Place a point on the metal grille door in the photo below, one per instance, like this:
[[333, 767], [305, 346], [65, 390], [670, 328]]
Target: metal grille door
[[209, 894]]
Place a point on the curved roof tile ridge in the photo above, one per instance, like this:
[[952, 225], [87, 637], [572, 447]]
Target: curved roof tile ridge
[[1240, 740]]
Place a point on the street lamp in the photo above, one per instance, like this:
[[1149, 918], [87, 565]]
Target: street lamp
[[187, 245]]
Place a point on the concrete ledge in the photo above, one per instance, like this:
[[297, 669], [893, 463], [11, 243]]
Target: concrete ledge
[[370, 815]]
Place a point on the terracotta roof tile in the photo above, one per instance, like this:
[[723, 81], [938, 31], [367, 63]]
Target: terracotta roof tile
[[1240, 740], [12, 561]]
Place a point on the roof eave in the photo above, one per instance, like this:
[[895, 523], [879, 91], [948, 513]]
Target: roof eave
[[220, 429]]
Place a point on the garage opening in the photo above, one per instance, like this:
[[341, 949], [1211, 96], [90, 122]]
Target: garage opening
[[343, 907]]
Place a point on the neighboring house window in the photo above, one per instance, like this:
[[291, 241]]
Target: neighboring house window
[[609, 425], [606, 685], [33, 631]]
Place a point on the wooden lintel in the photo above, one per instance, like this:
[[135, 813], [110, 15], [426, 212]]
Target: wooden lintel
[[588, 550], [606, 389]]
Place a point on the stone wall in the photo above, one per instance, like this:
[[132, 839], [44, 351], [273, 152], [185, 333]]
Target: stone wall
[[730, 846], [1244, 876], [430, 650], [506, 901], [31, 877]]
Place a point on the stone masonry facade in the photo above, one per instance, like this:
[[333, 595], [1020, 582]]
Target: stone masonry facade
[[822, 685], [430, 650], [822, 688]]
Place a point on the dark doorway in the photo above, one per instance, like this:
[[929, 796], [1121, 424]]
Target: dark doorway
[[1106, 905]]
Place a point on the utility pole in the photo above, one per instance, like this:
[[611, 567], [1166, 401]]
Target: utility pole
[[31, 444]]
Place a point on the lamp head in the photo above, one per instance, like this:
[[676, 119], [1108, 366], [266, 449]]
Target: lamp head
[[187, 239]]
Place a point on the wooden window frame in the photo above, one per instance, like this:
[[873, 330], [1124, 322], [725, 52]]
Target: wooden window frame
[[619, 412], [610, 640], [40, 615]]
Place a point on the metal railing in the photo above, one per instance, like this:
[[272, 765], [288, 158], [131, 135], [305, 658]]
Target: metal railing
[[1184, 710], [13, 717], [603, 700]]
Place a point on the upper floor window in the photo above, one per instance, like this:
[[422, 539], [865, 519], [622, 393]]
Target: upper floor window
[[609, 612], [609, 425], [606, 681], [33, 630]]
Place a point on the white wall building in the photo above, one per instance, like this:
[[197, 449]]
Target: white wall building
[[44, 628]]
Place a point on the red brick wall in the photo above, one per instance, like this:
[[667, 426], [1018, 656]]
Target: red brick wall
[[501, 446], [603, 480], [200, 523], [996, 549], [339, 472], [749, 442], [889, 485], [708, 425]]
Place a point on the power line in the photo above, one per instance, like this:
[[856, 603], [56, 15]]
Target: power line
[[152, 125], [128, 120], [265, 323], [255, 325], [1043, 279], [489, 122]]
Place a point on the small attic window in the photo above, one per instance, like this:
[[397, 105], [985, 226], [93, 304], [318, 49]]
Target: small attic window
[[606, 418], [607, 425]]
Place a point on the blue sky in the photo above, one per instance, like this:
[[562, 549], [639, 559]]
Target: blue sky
━━━━━━━━
#### [EXERCISE REQUIREMENTS]
The listing above is to be transcribed in full, with no line omitted.

#### [EXERCISE ANSWER]
Place a point on the metal grille door in the photo below, one per instance, like this:
[[333, 767], [305, 346], [65, 390], [670, 328]]
Target: metal grille door
[[209, 894]]
Place a point on the curved roof tile ridge in the photo above, one per instance, like this:
[[952, 225], [87, 637], [572, 447]]
Target: curved roof tile ridge
[[1240, 740]]
Place a point on the street lamp in the photo above, one per instance, like this:
[[1149, 918], [87, 565]]
Target: street lamp
[[187, 245]]
Place a point on the concrete ledge in the photo above, one per instance, like this:
[[297, 669], [893, 463], [11, 243]]
Target: concrete ledge
[[370, 815]]
Place a point on the terracotta roof tile in the photo above, one per instance, like this:
[[723, 81], [938, 31], [367, 63]]
Target: terracotta roof tile
[[1240, 740], [12, 561]]
Place a point on the roof eave in the photo above, one per instance, like this:
[[895, 523], [879, 91], [948, 513]]
Target: roof eave
[[220, 429]]
Place a point on the garage opening in the photo above, one per instance, like this:
[[341, 949], [1211, 96], [90, 122]]
Target: garage opening
[[343, 907]]
Place a point on the neighboring house window in the photo above, one per instance, like this:
[[291, 241]]
Target: neighboring house window
[[609, 425], [606, 685], [33, 631]]
Place a point on the wooden lintel in the photo above, one per instance, like this:
[[135, 813], [110, 15], [426, 212]]
Target: wooden lintel
[[588, 550], [606, 389]]
Place a point on the stone wall in the photo above, one per instance, like this:
[[132, 839], [44, 351], [273, 152], [185, 333]]
Target: stone wall
[[730, 846], [1244, 876], [430, 650], [506, 901], [31, 877]]
Place a point on the stone masonry facade in the photo above, one per instance, like this:
[[333, 595], [1020, 582]]
Target: stone masonry facade
[[822, 685], [430, 650], [822, 688]]
Place a point on the dark doorway in the photo above, one per instance, like this:
[[929, 796], [1121, 424]]
Target: dark doorway
[[1106, 905]]
Place a point on the utility pole in the photo above, one per instance, like this:
[[611, 567], [1166, 401]]
Target: utility pole
[[31, 444]]
Place a point on the lamp head in the photo above, one per instance, like this:
[[676, 119], [1108, 366], [266, 449]]
Target: lamp head
[[187, 239]]
Place a point on the wooden window frame in the photo above, one per instance, like this:
[[873, 330], [1124, 322], [725, 52]]
Target: wooden window frame
[[619, 412], [610, 640], [40, 615]]
Place a point on the metal railing in the photo above, one per instance, like this:
[[272, 765], [288, 158], [131, 135], [305, 658]]
Target: metal railing
[[1184, 710], [13, 717], [603, 700]]
Place a point on the upper floor window in the photo above, one per instance, like this:
[[422, 539], [865, 519], [622, 393]]
Target: upper floor window
[[609, 612], [609, 425], [606, 681], [33, 630]]
Place a point on the white wall building in the photo above, one per instance, like this:
[[197, 449]]
Target: white wall building
[[44, 628]]
Place a point on the red brick wall in the photo above, one per instance, like this:
[[667, 426], [1018, 656]]
Target: red brick wall
[[501, 446], [603, 480], [200, 523], [996, 549], [339, 472], [749, 442], [889, 485], [708, 425]]
Place a point on the power line in the photo above, one per instance, like this:
[[856, 603], [56, 15]]
Target: power line
[[152, 125], [128, 120], [265, 323], [255, 325], [1043, 279], [489, 122]]
Place a point on the small attic window in the photo above, one per instance, like this:
[[397, 105], [985, 226], [93, 304], [318, 49]]
Target: small attic window
[[606, 418], [607, 425]]
Place a point on the blue sky in the photo above, one per instance, like this:
[[562, 549], [639, 559]]
Target: blue sky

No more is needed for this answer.